=== TASK DESCRIPTION ===
All that is needed is the line containing "Please indicate the potted" together with each line after it, transcribed exactly to the end of the records.

=== SOURCE DATA ===
....

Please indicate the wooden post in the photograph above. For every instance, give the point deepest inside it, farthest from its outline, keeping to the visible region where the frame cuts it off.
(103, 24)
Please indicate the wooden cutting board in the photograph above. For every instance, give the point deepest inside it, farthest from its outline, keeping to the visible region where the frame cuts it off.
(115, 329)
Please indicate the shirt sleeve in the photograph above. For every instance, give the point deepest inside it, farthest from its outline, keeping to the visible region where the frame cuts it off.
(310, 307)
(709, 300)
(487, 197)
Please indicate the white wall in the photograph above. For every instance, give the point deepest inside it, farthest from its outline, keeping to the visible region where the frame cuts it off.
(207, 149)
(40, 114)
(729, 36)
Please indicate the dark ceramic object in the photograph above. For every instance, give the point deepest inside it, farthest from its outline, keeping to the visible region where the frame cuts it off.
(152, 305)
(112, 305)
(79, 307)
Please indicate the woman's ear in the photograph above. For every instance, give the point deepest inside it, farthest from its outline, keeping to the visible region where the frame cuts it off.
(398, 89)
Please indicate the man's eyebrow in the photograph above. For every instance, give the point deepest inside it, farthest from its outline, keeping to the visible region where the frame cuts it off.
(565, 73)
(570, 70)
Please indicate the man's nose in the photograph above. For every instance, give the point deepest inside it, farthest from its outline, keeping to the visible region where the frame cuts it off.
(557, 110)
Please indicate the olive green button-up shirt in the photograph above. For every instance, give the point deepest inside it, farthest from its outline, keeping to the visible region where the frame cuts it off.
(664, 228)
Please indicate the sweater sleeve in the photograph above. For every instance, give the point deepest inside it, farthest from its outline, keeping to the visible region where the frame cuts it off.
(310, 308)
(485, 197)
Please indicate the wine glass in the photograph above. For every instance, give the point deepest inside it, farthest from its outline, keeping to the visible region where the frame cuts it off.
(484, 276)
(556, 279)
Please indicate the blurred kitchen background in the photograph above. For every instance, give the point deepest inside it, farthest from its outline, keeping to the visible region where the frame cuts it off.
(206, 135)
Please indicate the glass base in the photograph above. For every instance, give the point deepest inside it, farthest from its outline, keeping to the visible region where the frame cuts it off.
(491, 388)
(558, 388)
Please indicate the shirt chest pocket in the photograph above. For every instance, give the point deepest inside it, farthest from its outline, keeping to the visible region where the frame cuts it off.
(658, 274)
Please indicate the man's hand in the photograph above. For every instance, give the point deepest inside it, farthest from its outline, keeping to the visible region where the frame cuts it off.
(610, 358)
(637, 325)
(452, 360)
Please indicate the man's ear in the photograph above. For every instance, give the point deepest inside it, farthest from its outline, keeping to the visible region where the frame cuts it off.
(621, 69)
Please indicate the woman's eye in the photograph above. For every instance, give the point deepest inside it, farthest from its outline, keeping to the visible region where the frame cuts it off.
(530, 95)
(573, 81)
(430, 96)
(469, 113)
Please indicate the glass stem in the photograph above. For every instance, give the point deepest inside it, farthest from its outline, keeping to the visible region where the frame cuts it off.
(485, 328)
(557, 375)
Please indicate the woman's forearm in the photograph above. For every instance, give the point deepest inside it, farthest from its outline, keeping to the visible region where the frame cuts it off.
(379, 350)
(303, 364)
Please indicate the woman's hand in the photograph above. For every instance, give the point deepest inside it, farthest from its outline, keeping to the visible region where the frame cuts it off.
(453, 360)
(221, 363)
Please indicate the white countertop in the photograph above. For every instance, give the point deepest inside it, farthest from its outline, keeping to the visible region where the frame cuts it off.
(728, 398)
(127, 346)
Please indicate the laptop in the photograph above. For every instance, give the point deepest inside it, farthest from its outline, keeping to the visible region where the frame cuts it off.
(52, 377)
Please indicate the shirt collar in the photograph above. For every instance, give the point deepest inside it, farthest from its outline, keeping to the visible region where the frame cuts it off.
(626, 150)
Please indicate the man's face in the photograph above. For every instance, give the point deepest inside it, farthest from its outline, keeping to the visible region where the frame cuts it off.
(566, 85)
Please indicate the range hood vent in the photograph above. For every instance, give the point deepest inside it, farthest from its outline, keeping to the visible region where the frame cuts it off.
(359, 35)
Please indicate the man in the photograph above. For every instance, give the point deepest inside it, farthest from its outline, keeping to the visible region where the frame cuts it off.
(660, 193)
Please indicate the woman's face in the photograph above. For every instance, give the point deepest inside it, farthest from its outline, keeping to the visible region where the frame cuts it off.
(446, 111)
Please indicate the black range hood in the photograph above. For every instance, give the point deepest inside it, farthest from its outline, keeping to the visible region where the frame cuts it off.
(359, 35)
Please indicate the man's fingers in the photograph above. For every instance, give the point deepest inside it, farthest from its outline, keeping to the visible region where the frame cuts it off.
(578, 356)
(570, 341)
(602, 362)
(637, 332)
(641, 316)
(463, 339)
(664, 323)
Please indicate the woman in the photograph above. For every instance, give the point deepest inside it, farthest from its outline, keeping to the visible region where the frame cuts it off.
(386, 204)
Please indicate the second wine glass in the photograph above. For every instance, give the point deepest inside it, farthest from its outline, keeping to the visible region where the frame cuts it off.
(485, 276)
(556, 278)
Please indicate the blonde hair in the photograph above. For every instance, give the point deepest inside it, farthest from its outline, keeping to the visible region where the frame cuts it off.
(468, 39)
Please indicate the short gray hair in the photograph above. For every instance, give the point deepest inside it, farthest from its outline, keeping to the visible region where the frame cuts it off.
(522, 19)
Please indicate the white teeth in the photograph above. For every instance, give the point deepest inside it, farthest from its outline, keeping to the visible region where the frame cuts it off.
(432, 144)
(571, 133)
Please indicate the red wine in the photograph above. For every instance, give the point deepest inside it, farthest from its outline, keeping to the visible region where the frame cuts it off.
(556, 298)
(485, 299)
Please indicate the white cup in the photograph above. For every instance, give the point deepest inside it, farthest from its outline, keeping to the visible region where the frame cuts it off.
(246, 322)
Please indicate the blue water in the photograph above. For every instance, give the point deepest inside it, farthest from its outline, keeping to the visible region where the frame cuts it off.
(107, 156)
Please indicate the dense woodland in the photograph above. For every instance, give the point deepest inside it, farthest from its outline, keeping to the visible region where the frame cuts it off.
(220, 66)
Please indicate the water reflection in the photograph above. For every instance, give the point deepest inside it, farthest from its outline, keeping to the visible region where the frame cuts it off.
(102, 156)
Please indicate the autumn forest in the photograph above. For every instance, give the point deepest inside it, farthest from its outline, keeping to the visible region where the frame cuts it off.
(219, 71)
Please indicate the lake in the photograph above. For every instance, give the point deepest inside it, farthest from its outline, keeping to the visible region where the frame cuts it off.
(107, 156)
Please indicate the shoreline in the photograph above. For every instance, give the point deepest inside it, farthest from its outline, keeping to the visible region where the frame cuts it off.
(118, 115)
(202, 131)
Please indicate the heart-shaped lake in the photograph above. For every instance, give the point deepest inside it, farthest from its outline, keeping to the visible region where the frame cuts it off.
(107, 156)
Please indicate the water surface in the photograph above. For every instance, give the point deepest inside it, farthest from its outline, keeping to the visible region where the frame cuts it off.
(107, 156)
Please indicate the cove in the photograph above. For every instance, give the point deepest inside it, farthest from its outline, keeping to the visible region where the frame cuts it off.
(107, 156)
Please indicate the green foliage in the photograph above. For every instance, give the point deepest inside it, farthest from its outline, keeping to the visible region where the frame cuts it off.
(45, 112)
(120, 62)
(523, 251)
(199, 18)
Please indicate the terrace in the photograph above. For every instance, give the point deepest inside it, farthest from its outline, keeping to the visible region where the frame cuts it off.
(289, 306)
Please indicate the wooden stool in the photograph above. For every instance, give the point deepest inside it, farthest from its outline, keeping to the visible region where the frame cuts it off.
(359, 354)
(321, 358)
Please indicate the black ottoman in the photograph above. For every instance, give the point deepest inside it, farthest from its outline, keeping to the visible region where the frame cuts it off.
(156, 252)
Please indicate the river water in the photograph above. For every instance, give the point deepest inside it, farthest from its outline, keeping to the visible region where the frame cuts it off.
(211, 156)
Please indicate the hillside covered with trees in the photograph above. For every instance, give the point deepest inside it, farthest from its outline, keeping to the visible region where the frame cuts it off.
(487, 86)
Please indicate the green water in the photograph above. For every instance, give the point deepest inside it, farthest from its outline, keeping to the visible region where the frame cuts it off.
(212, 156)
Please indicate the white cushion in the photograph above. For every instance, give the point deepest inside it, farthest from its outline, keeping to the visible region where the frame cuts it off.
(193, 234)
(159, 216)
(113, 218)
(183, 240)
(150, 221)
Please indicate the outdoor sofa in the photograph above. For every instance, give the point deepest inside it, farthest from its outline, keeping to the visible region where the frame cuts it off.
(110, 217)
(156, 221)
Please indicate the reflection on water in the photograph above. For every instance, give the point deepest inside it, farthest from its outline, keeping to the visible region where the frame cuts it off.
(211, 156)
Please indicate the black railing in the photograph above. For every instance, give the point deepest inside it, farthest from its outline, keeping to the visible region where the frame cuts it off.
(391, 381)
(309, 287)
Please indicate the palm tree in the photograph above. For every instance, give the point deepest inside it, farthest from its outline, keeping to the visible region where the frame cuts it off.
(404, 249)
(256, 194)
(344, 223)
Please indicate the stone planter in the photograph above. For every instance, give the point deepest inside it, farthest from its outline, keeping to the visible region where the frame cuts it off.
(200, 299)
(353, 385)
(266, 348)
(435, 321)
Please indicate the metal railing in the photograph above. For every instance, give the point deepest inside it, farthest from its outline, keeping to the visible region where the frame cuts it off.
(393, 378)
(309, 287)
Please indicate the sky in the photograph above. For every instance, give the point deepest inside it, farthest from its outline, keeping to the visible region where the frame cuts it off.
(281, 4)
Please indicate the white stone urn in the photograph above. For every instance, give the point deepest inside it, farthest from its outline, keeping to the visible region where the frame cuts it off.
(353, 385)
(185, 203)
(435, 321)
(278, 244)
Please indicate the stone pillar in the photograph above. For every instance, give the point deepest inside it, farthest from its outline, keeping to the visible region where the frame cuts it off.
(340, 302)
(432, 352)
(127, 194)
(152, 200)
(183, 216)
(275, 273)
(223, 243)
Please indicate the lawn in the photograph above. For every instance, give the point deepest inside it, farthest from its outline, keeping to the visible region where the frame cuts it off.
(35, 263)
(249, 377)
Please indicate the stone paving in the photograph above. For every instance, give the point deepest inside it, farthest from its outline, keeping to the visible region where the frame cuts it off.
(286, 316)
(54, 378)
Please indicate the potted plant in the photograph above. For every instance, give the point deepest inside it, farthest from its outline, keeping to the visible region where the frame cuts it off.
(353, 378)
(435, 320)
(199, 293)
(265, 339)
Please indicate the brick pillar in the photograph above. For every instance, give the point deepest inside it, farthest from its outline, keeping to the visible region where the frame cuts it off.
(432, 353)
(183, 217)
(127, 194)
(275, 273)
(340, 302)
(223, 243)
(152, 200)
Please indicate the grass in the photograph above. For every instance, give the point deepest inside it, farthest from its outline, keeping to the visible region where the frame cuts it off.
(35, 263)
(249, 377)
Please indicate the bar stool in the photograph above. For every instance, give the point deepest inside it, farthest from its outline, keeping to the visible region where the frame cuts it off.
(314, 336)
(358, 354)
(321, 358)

....

=== RESPONSE AREA ===
Please indicate the potted plant in the photograph above. For every instance, give the point deepest inside it, farthest from its outline, keeping to the visible region where the frame cuts it off.
(353, 378)
(435, 320)
(199, 293)
(265, 339)
Please indicate the brick pillar in the photograph above. For every instance, give the point deepest inside it, farthest from its outline, keeping to the visible region where the frame cuts it off.
(432, 353)
(183, 217)
(127, 194)
(275, 273)
(340, 302)
(223, 243)
(152, 200)
Please indicate the grass in the photograph above. For every instance, give the point deepest inside it, farthest from its outline, keeping to the visible region where the frame cuts it off.
(35, 263)
(249, 377)
Please indicate the bar stool in the photograph above. For every instance, give the point deepest inside it, farthest from its outline, keeping to the visible region where the frame cuts it off.
(314, 336)
(358, 354)
(321, 358)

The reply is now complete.